### DATA RECORDS ###

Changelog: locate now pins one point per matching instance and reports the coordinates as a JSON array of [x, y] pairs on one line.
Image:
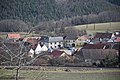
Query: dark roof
[[56, 53], [97, 54], [51, 39], [103, 35], [96, 46], [70, 37], [13, 36]]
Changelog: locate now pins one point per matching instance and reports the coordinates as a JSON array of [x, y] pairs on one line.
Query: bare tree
[[15, 54]]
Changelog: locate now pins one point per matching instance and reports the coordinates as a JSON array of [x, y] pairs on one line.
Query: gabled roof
[[103, 35], [56, 53], [51, 39], [97, 54], [118, 39], [13, 36], [83, 38], [96, 46]]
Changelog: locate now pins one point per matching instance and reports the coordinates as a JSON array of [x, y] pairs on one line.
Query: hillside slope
[[44, 10]]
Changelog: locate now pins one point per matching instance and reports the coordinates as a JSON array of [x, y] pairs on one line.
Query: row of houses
[[90, 48]]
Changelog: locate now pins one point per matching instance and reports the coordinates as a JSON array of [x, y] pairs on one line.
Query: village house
[[52, 42], [102, 37], [83, 39], [70, 41], [57, 53]]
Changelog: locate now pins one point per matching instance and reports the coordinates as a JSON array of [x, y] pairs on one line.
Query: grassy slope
[[100, 27], [108, 74]]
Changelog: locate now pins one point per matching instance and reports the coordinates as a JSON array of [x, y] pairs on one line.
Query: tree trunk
[[17, 73]]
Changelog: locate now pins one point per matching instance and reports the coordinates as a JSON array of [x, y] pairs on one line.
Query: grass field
[[99, 27], [108, 74]]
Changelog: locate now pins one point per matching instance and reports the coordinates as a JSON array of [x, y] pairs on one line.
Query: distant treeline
[[35, 11]]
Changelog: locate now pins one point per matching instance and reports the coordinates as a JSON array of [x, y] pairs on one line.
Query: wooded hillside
[[35, 11]]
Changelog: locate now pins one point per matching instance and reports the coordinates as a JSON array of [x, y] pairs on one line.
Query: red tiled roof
[[13, 36], [98, 53], [103, 35], [56, 53], [118, 39], [96, 46]]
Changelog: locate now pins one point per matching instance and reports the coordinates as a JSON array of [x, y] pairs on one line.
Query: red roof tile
[[13, 36], [56, 53], [103, 35], [118, 39], [96, 46]]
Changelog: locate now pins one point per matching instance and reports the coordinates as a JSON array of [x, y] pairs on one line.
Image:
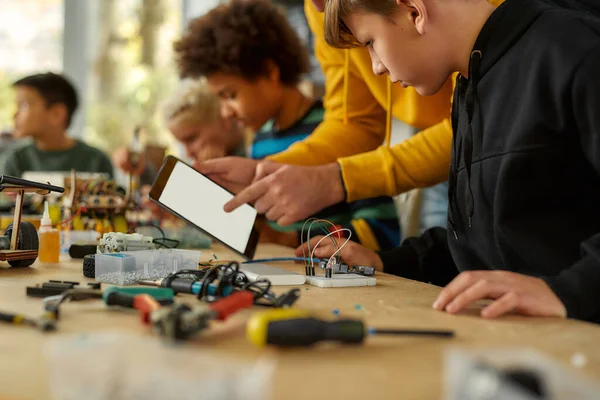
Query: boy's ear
[[416, 10], [272, 70], [58, 114]]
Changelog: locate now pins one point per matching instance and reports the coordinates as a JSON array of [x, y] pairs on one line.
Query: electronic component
[[181, 322], [277, 276], [89, 266], [230, 275], [343, 268], [341, 280], [53, 288], [115, 242], [298, 328]]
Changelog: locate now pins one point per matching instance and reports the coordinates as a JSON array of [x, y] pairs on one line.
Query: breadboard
[[341, 280]]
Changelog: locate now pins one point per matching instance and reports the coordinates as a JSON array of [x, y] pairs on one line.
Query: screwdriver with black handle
[[184, 285], [299, 328]]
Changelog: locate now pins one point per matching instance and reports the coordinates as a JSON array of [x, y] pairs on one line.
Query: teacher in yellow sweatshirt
[[344, 158]]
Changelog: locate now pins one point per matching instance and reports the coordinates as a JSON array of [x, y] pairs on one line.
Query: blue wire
[[263, 260]]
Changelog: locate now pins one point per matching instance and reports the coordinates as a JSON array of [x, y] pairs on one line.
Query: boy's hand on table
[[353, 253], [233, 173], [512, 292], [290, 193]]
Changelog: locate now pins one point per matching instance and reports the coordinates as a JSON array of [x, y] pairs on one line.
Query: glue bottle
[[49, 239]]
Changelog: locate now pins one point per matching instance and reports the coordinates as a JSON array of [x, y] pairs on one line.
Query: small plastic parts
[[129, 267], [114, 242]]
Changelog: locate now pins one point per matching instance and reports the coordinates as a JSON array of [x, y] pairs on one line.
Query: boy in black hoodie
[[524, 214]]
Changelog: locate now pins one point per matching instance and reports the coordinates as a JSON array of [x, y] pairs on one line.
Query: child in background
[[526, 127], [45, 107], [192, 114], [253, 60]]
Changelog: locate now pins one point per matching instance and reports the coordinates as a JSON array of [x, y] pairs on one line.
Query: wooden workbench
[[395, 368]]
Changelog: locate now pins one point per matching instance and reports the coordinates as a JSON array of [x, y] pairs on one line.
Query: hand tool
[[297, 328], [44, 323], [179, 322]]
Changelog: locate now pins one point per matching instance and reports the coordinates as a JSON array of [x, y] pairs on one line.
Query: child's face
[[201, 141], [249, 103], [399, 48]]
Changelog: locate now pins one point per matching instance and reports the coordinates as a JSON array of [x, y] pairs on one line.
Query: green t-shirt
[[81, 157]]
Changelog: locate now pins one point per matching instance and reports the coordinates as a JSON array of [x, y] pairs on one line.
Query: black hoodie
[[525, 174]]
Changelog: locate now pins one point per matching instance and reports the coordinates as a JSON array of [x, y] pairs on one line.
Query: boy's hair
[[337, 33], [54, 89], [239, 38], [193, 101]]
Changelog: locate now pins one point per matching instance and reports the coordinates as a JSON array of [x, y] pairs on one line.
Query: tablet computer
[[193, 197]]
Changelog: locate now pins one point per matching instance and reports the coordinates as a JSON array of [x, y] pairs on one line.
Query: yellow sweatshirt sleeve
[[420, 161], [354, 121]]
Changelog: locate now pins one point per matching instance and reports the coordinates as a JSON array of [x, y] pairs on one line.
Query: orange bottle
[[49, 251]]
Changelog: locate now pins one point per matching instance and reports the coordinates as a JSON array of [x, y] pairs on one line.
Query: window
[[26, 47]]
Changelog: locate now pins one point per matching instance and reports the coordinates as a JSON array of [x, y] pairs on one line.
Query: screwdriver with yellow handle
[[300, 328]]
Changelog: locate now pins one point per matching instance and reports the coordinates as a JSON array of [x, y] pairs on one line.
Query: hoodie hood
[[525, 167]]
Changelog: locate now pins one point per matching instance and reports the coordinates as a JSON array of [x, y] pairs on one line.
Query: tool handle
[[228, 305], [5, 317], [308, 331], [146, 304], [119, 299]]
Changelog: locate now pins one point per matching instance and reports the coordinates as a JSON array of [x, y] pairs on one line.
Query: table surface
[[398, 367]]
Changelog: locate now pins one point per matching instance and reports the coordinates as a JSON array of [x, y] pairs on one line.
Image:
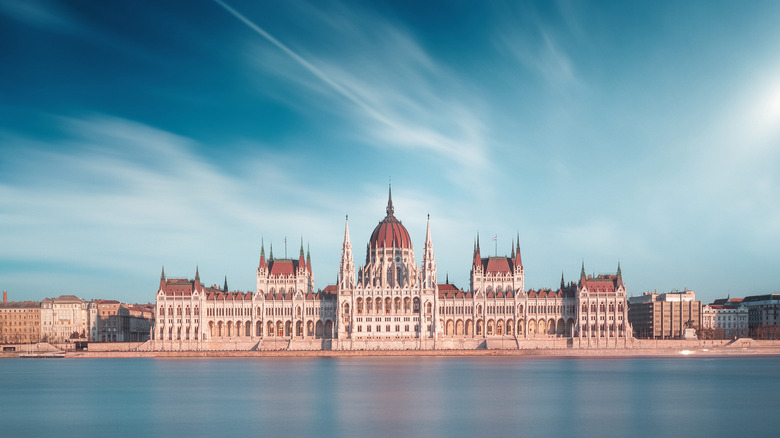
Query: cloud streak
[[405, 96]]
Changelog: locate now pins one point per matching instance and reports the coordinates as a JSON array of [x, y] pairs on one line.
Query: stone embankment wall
[[446, 347]]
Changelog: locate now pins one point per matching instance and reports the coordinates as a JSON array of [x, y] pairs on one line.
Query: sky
[[136, 135]]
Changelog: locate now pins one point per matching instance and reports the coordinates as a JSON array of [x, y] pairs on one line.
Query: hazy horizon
[[135, 136]]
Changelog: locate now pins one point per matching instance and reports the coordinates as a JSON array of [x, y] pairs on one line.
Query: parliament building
[[390, 302]]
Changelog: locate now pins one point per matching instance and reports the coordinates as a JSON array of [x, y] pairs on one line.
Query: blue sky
[[140, 134]]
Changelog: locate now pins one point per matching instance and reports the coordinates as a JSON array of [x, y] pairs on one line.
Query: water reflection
[[334, 397]]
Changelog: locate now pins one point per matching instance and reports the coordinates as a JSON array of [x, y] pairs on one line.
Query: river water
[[389, 396]]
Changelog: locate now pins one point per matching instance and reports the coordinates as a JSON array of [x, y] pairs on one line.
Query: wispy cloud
[[395, 94]]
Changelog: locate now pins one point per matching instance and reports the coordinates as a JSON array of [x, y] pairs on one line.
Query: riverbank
[[637, 348], [525, 353]]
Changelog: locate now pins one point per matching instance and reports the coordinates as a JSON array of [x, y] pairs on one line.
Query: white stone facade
[[67, 316], [728, 322], [389, 303]]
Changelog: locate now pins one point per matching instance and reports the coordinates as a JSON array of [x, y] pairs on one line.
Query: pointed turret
[[346, 277], [428, 261], [262, 255], [308, 258], [162, 279], [389, 201], [197, 278], [477, 256]]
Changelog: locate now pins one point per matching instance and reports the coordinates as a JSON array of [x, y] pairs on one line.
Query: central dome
[[390, 233]]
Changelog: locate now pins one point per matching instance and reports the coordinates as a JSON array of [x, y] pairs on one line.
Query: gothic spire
[[346, 277], [429, 261], [389, 201]]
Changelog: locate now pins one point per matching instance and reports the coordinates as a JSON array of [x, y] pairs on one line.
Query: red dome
[[390, 233]]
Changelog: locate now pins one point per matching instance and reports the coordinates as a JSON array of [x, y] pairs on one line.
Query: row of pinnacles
[[391, 302]]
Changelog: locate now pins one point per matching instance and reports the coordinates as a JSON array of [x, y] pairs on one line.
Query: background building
[[20, 321], [725, 318], [68, 317], [664, 316], [763, 316]]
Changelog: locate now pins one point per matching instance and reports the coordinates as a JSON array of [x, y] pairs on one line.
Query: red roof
[[602, 283], [496, 265], [282, 267], [447, 287]]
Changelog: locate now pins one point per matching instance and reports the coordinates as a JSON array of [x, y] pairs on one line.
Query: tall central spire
[[389, 200]]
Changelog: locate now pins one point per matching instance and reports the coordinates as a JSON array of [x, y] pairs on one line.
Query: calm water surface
[[394, 397]]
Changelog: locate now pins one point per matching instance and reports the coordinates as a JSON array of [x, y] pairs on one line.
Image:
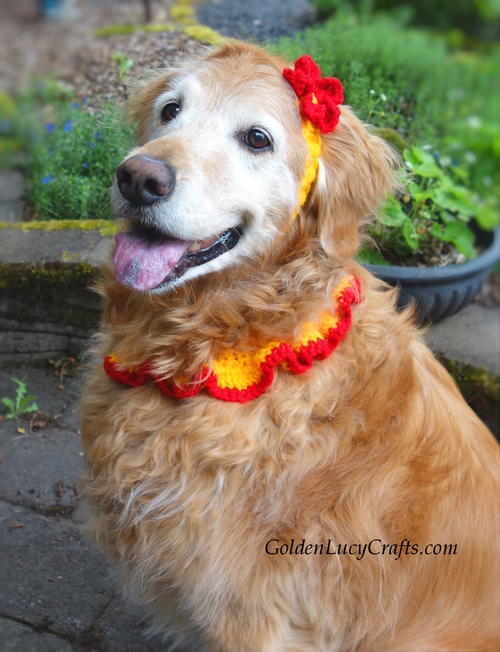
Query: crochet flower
[[319, 97]]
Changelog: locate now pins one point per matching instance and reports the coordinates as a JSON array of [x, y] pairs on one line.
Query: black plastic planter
[[442, 291]]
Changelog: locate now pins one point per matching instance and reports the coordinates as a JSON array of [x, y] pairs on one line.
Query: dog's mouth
[[147, 259]]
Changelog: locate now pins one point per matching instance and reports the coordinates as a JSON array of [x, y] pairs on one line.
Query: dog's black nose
[[143, 180]]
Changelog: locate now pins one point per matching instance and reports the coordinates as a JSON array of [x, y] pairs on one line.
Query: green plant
[[400, 77], [431, 221], [124, 63], [71, 152], [22, 403]]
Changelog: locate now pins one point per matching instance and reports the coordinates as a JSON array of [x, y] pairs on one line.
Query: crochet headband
[[319, 100]]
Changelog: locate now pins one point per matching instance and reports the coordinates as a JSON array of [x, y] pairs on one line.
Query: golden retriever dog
[[275, 460]]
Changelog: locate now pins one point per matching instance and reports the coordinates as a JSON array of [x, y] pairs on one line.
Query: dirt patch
[[73, 53]]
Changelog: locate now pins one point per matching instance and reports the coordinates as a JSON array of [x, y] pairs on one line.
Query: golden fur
[[374, 442]]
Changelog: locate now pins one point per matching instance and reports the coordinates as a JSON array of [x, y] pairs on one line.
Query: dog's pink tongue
[[143, 264]]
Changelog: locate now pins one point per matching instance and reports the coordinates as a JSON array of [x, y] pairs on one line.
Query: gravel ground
[[71, 51], [260, 20]]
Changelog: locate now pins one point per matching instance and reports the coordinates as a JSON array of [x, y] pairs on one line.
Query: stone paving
[[57, 592]]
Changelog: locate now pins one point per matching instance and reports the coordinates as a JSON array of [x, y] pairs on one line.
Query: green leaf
[[488, 217], [411, 236], [459, 234], [30, 408], [391, 213], [422, 163], [451, 198], [371, 257], [8, 402]]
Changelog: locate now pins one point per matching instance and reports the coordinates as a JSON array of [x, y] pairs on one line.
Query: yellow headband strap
[[312, 137]]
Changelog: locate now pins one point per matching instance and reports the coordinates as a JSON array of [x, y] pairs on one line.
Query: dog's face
[[215, 180]]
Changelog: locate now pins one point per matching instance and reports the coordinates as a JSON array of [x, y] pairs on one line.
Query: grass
[[71, 152], [400, 77], [22, 403]]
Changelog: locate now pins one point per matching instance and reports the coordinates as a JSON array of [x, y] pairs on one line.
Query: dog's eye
[[257, 139], [170, 111]]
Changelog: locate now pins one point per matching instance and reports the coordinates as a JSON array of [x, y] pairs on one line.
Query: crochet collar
[[241, 376]]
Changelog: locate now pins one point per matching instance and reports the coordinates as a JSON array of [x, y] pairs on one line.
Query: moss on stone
[[112, 30], [205, 34], [182, 12], [56, 293], [480, 388], [105, 227], [38, 276]]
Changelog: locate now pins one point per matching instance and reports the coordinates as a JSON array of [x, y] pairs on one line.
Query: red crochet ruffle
[[295, 360]]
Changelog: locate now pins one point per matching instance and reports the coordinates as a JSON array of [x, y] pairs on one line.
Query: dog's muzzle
[[143, 180]]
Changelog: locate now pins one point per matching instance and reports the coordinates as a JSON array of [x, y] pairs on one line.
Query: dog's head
[[216, 177]]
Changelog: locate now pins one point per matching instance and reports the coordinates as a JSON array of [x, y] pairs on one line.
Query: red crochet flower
[[306, 81]]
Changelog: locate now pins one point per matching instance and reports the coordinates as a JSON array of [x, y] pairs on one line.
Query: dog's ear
[[356, 171], [140, 105]]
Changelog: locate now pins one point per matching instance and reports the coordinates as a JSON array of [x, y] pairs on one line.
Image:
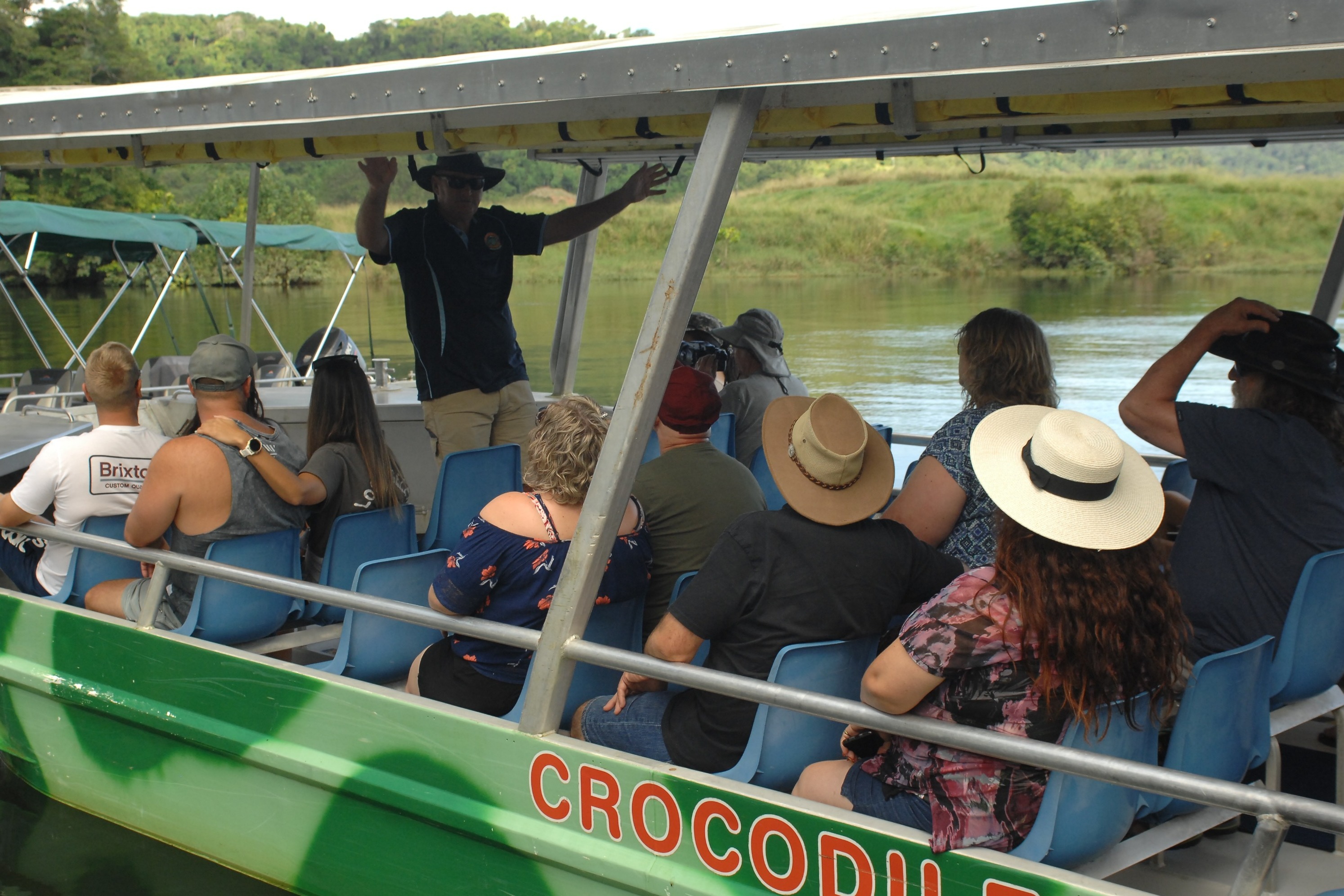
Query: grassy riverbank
[[928, 218]]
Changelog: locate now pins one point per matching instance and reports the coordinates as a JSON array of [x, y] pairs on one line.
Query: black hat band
[[1058, 485]]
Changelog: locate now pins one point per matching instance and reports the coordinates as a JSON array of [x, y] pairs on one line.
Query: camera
[[694, 349]]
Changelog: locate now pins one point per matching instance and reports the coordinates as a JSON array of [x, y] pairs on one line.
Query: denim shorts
[[637, 730], [870, 798]]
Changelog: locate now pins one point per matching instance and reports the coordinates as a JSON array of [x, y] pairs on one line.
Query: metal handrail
[[1209, 792]]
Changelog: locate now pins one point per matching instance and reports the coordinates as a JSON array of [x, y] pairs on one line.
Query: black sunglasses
[[464, 183]]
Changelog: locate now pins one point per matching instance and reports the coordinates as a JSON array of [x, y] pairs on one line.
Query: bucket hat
[[760, 332], [829, 464], [1299, 348], [1067, 477], [221, 358], [467, 164]]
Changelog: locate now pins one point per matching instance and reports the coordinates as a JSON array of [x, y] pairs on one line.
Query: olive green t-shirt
[[690, 496]]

###

Output the lines unchanged, from the very first line through the line that contains "37], [13, 36]]", including both. Leave the picture out of your answer.

Changelog: locate now pins one point per matching instance and reports the coordinates as a JSON array of [x, y] pairs on one line.
Image:
Query: dark roof
[[56, 53], [97, 54], [51, 39], [103, 35], [96, 46], [70, 37], [13, 36]]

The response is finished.